-- Task 1 --
In the article about Mariah Sheehy, why will Mariah have to take growth hormones? Answer in one to three sentences.
-- Task 2 --
Answer these questions from the article about Mariah Sheehy:
(a) On what date did doctors in Seattle say Mariah had neuroblastoma?
(b) Who did Corey stay with while Mariah traveled between Seattle and home?
(c) What were the saved intravenous drip bags filled with on Sunday night?

-- Extract provided --
______________________________
The smallest member of the family, 7-year-old Mariah Sheehy, was the reason for the celebration. She has been free of a rare form of cancer for more than five years.
Beginning today, Mariah said, there will be "no more cancer talk."
There also will be no more chemotherapy, radiation and bone marrow biopsies, mother Marjie said at the dinner table in the family's Big Sandy-area home.
"It's a thing of the past," Marjie said.
Mariah was too young to remember all that she, Marjie and 10-year-old brother Corey went through, but she's happy to move on to more important things. She wants to be a famous dancer when she grows up.
On Sept. 9, 1999, when Mariah was 15 months old, doctors in Seattle - where mother and daughter had been jetted just 12 hours before - told her that Mariah was suffering from a form of cancer called neuroblastoma.
"It was completely devastating," Marjie said. "Cancer was the last thought in my mind. I knew something was wrong, because ... she'd wake up in the night and just scream. She was completely inconsolable until finally when she'd wear herself out." An orange-sized tumor formed on her adrenal gland, adjacent to her left kidney, and the cancer spread through her body by way of bone tissue. Mariah had tumors in many of the bones of her body, including one in her skull.
Eventually, surgeons removed the tumor on the adrenal gland, along with her kidney.
The tumor in her skull damaged an optic nerve, leaving her blind in one eye. Radiation and chemotherapy left her with hearing loss, and a damaged thyroid means Mariah will have to take growth hormones until she's stopped growing. She also has to take thyroid medication and vitamins. The Sheehys are willing to deal with that.
"It's a big relief," Marjie said. "We're a cancer-free family. Cancer isn't about just one patient.
"It's been extremely hard on Corey," she added.
When Mariah had to spend almost a year traveling between Seattle and home, Corey stayed with his father in Big Sandy.
Big brother helped out when he could, becoming proficient at helping his mother change the dressings on Mariah's feeding tube while she was home, and occasionally traveling to Seattle to see his little sister.
"It was tough," he said. "I trusted the doctors, though."
Mariah is one of the good stories. After treatments in the Seattle hospital's intensive care unit, after not being able to eat because of the chemo, after having to be isolated in a clean, sterile apartment in Havre for fear of pneumonia, Mariah is free to jump, dance and play like any other little girl. She and her family believe a higher power was involved.
"Mommy says God gave me cancer so people could see his miracles," Mariah said. "There's something special about me."
"I have a very deep faith," Marjie said. "I think we all do. We've had miracles. There's no question in my mind."
Mariah's survival was good reason for celebration, so the family invited all who would come to join them on land near their home at the western foot of the Bear Paws for a picnic dinner. There were plenty of burgers and other good food, and a little humor.
Marjie saved some of the intravenous drip bags that used to sustain Mariah during her illness. Sunday night, they were filled with Kool-Aid.
All that is left now is for Mariah to play on her playground - a gift from the Make-A-Wish Foundation, which came complete with a motorized merry-go-round - cuddle with her stuffed animals, and dance.
She also has a crush on a little boy. If it doesn't work out, she at least knows what she wants.
"I'm just a goofy girl," she said. "I'm going to get married to a goofy guy."
______________________________
-- Data supplied --
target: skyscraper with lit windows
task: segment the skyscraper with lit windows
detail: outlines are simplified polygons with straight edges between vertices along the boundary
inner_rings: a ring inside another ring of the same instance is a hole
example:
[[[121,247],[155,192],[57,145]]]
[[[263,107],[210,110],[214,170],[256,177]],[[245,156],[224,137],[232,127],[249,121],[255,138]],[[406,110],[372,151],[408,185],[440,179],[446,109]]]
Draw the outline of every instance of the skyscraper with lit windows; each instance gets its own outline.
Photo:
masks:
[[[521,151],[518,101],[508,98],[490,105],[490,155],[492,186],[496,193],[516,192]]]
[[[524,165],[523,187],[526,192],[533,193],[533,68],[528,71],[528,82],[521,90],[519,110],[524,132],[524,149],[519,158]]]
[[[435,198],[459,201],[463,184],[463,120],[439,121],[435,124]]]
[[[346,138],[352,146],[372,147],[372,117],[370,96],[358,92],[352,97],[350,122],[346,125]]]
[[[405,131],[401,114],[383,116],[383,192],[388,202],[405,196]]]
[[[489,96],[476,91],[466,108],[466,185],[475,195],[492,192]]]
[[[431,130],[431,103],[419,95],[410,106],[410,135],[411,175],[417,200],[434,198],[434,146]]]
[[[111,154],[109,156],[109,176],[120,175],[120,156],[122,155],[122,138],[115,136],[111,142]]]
______________________________
-- Solution 1 --
Mariah has a damaged thyroid. Because of that, she will have to take growth hormones until she has stopped growing.

-- Solution 2 --
(a) Sept. 9, 1999
(b) His father in Big Sandy
(c) Kool-Aid